(DATA LISTING begins)

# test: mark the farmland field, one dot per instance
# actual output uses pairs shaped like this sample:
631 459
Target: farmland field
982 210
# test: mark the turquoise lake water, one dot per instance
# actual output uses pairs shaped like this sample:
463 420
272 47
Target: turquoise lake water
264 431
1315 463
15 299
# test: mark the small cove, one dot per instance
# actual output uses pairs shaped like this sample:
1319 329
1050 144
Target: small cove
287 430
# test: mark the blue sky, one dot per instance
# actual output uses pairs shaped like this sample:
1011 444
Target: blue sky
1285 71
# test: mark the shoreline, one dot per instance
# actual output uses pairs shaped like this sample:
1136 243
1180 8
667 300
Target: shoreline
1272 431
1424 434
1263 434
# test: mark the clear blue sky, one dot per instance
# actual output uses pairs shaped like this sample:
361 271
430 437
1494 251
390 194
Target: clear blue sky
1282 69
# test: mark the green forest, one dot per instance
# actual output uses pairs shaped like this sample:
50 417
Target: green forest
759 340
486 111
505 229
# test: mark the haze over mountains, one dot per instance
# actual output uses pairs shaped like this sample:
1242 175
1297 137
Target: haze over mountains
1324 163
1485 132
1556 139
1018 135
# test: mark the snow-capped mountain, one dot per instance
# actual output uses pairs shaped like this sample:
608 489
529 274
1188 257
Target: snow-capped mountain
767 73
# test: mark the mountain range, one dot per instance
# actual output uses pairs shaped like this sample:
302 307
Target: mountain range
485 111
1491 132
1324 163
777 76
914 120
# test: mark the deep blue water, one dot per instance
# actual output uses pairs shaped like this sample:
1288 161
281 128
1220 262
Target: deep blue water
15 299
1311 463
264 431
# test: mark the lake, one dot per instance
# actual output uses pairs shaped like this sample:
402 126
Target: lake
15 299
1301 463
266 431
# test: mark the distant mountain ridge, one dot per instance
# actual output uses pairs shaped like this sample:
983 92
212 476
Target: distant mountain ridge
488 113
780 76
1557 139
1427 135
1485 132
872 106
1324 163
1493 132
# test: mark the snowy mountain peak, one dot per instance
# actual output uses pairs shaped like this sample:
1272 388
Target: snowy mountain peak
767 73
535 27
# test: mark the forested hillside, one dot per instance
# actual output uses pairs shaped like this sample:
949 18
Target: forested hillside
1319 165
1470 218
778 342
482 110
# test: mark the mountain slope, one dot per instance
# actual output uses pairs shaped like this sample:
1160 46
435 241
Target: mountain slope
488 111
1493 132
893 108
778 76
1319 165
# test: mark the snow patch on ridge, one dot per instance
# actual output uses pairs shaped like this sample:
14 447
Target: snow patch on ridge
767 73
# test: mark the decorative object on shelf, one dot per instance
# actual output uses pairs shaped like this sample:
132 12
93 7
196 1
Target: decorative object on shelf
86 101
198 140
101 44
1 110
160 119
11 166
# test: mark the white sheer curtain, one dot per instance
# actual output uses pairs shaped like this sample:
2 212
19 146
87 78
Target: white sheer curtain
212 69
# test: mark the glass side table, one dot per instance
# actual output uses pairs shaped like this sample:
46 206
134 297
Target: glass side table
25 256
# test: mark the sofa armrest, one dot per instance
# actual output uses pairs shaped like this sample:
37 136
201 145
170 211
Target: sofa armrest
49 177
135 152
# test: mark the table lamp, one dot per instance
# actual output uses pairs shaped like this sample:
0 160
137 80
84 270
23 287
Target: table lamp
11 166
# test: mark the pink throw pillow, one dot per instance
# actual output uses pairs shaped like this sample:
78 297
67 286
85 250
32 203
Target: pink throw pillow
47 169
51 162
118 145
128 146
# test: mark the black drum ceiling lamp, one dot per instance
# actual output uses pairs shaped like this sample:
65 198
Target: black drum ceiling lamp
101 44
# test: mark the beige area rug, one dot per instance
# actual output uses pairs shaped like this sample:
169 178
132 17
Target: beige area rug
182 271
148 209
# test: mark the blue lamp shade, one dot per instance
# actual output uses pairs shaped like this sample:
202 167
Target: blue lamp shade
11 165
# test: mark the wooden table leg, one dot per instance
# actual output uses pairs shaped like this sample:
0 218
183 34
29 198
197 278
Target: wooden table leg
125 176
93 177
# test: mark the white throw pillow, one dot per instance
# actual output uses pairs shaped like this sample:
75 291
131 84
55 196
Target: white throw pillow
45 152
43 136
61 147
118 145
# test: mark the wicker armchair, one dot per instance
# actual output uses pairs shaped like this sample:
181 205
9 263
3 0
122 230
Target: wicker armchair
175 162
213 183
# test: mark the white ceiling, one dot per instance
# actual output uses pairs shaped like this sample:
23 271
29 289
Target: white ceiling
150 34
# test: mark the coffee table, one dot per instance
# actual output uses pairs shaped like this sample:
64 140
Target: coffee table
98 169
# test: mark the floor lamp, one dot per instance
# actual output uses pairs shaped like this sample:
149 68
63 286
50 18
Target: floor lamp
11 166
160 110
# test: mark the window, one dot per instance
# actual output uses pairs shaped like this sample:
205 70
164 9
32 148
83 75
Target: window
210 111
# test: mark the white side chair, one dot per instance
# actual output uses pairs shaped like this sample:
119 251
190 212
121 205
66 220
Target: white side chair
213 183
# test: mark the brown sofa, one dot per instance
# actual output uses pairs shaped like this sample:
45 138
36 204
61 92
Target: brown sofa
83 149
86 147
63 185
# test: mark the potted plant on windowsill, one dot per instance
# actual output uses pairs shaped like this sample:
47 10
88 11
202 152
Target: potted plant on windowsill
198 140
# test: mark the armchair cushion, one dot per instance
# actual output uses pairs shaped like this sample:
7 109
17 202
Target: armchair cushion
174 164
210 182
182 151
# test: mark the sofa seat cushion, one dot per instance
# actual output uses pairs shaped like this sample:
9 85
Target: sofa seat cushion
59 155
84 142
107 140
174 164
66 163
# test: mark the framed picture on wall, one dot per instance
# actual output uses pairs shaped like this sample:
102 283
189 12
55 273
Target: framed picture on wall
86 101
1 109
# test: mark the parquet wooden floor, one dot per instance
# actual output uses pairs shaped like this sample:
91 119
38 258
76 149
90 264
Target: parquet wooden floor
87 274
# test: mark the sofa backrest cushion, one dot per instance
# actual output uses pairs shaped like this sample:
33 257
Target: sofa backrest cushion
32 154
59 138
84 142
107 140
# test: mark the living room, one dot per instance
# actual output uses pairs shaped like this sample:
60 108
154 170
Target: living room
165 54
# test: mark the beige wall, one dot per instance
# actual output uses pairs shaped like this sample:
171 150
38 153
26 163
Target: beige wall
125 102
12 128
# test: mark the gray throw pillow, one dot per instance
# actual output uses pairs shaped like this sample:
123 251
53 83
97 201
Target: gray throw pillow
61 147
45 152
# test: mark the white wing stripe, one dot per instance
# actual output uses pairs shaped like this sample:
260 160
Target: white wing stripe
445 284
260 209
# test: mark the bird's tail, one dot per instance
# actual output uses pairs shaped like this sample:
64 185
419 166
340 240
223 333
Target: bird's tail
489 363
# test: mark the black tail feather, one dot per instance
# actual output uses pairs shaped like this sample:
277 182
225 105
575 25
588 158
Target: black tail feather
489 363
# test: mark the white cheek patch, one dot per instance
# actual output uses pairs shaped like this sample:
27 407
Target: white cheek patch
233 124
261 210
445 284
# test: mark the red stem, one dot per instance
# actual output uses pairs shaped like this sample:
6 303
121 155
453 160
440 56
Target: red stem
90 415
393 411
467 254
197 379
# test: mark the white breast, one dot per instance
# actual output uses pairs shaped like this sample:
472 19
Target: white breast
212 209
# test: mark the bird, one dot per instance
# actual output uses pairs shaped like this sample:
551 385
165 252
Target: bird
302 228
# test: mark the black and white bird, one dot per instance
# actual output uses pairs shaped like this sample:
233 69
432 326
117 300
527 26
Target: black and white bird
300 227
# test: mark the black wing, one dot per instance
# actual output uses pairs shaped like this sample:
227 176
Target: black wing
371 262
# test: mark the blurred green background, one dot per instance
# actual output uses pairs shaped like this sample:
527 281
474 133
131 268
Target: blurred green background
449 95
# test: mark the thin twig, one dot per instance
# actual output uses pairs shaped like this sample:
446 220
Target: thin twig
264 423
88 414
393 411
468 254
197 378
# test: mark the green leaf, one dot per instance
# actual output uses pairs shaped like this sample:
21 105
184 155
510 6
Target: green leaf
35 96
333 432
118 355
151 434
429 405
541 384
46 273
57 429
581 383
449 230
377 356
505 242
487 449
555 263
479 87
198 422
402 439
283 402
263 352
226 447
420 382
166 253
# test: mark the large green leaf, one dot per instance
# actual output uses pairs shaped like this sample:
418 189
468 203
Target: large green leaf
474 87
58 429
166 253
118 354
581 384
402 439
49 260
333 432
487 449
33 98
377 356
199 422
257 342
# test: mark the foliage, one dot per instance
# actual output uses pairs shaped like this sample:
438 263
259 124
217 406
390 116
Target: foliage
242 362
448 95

(DATA LISTING ends)

**TRY IT**
Transcribe exactly, and only, the lines from the opening line of the records through the line containing "# test: mark the haze".

**RESPONSE**
# test: mark the farmland field, one dot per instance
# actual output uses pairs shaped like this sample:
631 459
Target: farmland field
982 210
# test: mark the turquoise lake water, one dot per instance
# actual output uses pairs shaped like this sample:
463 420
272 47
Target: turquoise lake water
264 431
1315 463
15 299
# test: mark the small cove, one dot per instance
# actual output uses pairs shaped like this sample:
1319 329
1050 144
Target: small cove
287 430
# test: mark the blue sky, one dot per instance
# actual output uses pairs shaped like this sample:
1011 444
Target: blue sky
1285 71
# test: mark the shoreline, one dot per instance
# actual output uses pairs shaped like this sample:
1136 243
1180 8
667 300
Target: shoreline
1272 431
1424 434
1263 434
# test: mark the clear blue sky, one dot per instance
# actual output uses pairs shaped like this sample:
361 271
430 437
1494 251
390 194
Target: clear blue sky
1282 69
# test: mark the green forest, one dot per instance
# actual output uses pairs shaped like this sample:
50 417
Target: green forest
759 340
486 111
505 229
# test: mark the haze over mountains, one dot per instance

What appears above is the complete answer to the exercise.